**Work item**
Please extract each of the lines below that contains the string "correct", treating uppercase and lowercase as different.

**Data listing**
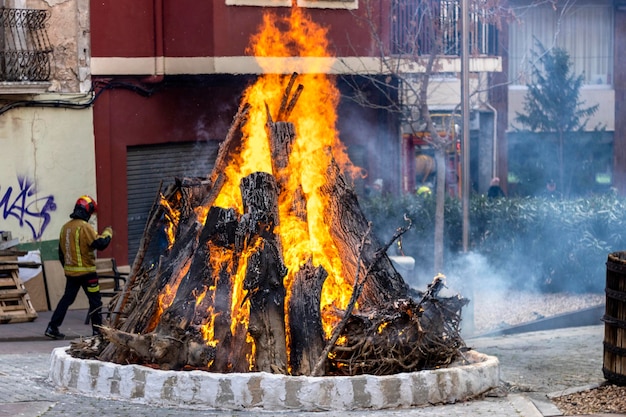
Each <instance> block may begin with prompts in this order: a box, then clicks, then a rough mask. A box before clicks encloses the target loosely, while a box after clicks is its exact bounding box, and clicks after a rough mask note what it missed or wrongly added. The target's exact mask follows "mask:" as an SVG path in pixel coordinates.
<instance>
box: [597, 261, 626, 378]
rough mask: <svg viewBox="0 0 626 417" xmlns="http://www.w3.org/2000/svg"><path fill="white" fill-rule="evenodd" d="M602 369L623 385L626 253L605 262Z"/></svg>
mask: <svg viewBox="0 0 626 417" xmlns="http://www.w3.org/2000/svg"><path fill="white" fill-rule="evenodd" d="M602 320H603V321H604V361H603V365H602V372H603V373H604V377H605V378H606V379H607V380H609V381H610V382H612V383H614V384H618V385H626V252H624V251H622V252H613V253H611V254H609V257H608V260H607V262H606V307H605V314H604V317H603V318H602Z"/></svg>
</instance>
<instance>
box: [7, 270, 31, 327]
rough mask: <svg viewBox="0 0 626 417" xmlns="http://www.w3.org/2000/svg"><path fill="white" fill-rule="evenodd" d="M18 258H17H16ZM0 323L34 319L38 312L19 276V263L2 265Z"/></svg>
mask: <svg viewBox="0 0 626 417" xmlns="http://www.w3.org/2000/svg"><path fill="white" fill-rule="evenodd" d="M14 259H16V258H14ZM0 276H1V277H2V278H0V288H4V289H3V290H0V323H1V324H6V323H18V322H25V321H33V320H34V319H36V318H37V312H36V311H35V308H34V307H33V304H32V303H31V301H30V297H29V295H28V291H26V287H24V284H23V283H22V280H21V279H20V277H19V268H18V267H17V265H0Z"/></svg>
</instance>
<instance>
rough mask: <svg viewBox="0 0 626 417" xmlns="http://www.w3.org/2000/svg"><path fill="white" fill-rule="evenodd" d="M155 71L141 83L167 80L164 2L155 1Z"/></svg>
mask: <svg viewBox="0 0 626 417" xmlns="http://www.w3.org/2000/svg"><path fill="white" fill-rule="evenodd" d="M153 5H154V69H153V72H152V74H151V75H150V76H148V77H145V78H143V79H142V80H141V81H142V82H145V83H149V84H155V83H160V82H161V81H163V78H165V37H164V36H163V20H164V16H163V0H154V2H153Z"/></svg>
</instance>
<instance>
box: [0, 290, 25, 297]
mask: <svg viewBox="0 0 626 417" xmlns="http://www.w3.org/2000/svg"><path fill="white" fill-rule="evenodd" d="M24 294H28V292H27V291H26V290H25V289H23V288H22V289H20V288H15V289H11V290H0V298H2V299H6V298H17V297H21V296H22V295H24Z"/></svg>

* * *

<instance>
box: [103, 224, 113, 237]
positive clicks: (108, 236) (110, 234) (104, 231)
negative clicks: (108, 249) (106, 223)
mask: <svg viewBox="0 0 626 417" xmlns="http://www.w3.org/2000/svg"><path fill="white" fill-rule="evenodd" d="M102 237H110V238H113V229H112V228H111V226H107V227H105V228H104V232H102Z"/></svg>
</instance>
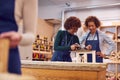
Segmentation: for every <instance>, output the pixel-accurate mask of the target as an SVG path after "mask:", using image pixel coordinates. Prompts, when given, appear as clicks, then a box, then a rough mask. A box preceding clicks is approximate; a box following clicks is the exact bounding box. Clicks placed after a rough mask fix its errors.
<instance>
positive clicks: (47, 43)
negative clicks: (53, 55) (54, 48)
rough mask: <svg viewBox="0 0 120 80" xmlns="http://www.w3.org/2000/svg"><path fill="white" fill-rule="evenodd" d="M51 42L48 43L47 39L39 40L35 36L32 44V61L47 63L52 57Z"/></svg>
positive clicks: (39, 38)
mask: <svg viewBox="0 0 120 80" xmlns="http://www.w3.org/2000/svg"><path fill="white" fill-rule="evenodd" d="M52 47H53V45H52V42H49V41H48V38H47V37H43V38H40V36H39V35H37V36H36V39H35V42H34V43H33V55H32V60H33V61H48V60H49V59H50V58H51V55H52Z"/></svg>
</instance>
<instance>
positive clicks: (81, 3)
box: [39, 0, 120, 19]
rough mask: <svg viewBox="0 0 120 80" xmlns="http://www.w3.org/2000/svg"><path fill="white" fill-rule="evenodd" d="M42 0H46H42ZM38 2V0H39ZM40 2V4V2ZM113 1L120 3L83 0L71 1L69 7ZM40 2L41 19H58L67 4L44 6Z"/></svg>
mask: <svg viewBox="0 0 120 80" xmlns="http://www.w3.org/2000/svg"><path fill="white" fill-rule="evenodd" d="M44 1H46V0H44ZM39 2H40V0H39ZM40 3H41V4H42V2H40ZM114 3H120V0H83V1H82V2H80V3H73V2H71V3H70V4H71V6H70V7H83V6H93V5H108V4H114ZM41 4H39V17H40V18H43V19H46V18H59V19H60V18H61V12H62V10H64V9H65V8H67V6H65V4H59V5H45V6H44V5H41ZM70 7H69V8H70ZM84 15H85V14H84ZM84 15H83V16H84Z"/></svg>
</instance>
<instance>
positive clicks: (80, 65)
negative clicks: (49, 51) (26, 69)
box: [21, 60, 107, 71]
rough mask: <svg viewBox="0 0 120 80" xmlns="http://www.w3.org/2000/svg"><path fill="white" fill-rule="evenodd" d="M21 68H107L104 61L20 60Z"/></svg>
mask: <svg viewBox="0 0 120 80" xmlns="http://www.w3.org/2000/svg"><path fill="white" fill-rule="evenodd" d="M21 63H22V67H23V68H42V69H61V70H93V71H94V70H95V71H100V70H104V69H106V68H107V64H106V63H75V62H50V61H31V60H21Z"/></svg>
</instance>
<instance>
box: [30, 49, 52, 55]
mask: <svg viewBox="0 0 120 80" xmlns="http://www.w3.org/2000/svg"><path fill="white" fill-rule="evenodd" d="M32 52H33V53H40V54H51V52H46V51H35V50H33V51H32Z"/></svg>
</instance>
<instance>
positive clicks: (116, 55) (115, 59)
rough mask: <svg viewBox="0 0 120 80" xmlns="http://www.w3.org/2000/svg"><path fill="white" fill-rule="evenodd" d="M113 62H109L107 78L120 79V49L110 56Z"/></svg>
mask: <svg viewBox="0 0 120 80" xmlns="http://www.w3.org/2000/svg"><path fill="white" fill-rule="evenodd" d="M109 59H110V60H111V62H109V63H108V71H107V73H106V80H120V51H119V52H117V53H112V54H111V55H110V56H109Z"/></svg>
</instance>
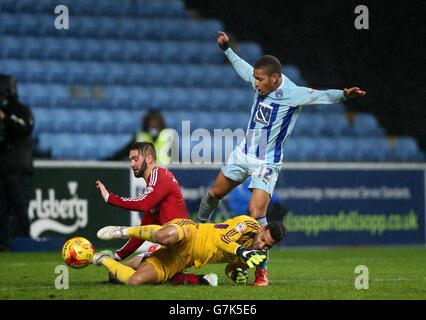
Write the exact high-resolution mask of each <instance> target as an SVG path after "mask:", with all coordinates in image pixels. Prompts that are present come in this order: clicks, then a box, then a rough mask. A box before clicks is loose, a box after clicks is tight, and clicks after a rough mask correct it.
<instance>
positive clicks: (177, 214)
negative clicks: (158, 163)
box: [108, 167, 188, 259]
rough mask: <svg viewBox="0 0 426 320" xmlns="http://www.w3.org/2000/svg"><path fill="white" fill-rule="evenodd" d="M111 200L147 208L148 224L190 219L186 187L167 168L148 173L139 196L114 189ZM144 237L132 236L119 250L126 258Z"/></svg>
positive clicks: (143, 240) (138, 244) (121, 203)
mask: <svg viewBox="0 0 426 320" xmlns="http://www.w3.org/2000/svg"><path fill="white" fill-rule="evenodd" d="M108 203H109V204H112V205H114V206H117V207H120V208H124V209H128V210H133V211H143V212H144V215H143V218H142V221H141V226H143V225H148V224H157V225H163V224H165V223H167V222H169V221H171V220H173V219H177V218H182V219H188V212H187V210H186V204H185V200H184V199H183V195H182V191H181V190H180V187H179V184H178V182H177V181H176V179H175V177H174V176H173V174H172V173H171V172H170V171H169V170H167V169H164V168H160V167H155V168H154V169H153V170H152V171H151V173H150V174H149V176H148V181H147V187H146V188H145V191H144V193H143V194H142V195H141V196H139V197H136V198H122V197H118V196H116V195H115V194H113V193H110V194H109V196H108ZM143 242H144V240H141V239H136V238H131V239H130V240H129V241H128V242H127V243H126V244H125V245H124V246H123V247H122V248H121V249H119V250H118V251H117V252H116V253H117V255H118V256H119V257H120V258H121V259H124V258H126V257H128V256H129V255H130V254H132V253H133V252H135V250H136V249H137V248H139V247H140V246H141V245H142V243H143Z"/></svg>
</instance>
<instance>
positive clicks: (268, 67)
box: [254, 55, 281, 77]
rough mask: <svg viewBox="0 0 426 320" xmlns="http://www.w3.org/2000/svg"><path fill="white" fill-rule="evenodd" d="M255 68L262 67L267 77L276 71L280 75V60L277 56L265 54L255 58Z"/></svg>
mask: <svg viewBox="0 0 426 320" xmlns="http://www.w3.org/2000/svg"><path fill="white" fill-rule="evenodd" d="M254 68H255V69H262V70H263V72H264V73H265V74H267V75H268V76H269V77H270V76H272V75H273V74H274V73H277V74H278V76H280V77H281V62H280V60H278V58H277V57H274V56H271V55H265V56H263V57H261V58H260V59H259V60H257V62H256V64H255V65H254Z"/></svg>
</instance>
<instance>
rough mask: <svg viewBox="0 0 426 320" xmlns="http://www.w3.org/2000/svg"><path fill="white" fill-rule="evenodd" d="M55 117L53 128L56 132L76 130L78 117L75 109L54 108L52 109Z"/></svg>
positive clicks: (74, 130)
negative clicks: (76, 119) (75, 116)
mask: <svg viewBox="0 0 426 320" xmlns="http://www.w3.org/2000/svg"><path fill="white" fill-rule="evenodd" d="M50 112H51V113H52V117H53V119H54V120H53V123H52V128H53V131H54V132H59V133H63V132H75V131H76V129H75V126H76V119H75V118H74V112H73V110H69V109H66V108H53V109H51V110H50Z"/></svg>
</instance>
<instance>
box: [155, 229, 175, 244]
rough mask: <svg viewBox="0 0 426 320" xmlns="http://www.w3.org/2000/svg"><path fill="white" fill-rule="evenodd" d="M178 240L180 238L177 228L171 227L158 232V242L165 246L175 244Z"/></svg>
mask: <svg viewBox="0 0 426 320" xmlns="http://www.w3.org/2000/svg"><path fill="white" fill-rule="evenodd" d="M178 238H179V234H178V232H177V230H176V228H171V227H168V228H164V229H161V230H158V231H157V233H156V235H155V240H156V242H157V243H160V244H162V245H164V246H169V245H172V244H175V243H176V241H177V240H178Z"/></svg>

* * *

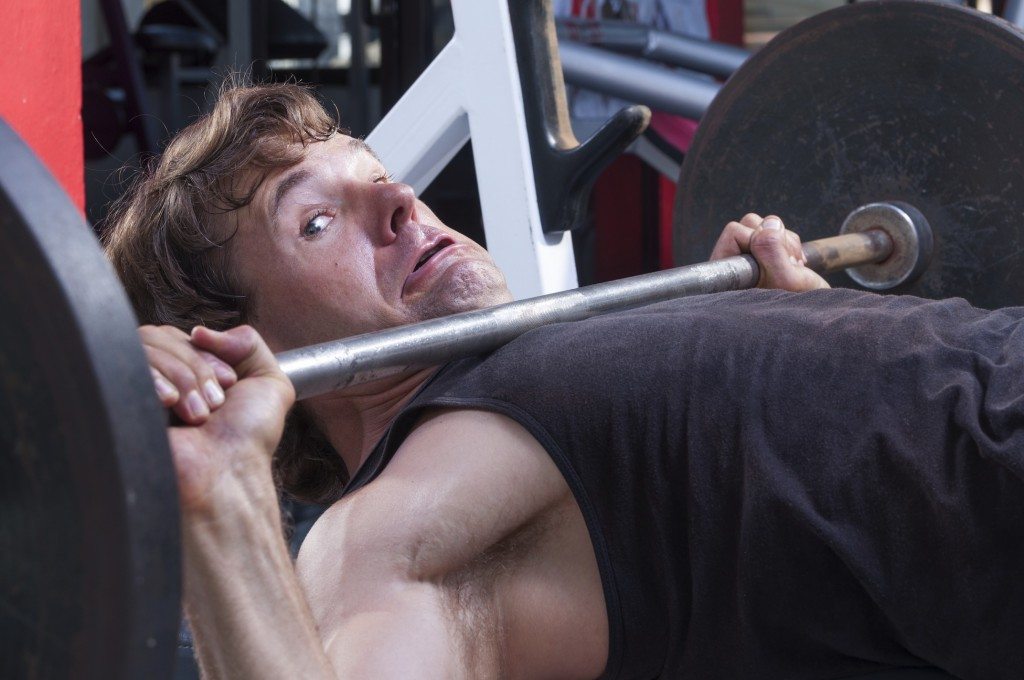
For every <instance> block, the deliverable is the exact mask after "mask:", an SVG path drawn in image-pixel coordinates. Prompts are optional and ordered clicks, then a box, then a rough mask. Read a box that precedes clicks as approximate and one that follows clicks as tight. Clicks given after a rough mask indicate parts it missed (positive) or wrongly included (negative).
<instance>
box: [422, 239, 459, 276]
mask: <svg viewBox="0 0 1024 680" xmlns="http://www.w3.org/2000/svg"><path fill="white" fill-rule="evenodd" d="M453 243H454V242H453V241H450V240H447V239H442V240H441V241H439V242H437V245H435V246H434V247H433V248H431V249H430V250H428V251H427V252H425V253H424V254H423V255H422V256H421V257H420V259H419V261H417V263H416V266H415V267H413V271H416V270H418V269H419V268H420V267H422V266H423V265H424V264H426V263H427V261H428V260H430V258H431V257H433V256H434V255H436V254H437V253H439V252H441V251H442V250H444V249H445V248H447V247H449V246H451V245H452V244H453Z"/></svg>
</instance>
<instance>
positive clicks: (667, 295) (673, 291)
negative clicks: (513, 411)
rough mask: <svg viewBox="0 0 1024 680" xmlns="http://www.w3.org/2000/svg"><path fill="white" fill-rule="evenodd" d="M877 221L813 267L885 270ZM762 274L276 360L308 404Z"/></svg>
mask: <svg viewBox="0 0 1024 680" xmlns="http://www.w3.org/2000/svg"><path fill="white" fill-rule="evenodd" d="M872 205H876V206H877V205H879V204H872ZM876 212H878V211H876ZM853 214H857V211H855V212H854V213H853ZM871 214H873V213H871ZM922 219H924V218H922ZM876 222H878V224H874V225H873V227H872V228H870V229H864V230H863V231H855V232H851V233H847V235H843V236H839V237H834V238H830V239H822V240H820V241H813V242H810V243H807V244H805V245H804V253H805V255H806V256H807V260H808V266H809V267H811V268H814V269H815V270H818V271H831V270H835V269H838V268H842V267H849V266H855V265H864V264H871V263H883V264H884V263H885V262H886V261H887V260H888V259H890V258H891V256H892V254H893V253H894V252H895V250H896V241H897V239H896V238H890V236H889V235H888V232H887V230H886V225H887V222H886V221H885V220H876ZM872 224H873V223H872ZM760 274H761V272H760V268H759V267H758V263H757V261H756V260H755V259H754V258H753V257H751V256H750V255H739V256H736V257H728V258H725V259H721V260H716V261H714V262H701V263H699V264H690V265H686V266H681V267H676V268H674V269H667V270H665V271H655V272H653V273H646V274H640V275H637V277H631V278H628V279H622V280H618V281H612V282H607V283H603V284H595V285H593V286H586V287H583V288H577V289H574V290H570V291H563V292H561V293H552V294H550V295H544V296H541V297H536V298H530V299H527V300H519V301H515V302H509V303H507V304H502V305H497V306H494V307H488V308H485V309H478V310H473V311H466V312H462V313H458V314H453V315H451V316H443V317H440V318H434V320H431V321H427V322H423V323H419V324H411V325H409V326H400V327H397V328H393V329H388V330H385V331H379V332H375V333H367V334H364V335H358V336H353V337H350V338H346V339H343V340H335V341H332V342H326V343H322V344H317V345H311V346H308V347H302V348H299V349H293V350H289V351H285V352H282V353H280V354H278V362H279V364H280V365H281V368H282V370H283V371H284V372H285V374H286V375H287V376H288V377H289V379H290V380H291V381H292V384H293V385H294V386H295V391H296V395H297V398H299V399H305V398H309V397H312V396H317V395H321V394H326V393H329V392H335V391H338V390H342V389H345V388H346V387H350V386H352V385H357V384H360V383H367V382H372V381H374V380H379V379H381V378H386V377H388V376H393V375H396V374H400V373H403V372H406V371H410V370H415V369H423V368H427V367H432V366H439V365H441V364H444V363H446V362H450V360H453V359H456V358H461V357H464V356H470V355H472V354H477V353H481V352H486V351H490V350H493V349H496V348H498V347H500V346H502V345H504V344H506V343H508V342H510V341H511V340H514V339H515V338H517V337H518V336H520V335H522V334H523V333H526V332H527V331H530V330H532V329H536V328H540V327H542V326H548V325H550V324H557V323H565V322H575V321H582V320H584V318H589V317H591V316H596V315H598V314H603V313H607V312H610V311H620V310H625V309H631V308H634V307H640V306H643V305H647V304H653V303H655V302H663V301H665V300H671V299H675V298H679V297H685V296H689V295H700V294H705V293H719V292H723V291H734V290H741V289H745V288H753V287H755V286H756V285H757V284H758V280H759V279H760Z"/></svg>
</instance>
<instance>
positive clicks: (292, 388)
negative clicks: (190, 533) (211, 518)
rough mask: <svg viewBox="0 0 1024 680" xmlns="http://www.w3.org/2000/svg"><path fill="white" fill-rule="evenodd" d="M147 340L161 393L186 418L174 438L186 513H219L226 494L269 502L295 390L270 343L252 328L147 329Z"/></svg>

**Result of the task**
Write the exact high-resolution mask of each <instance> target as an SVG path after "mask:", with all coordinates in image pixels. Prompts that are present come in this order: clicks, then a box, then a rough mask. A box before clicks is loose, a box after clicks is tight, and clicks after a rough mask correct it.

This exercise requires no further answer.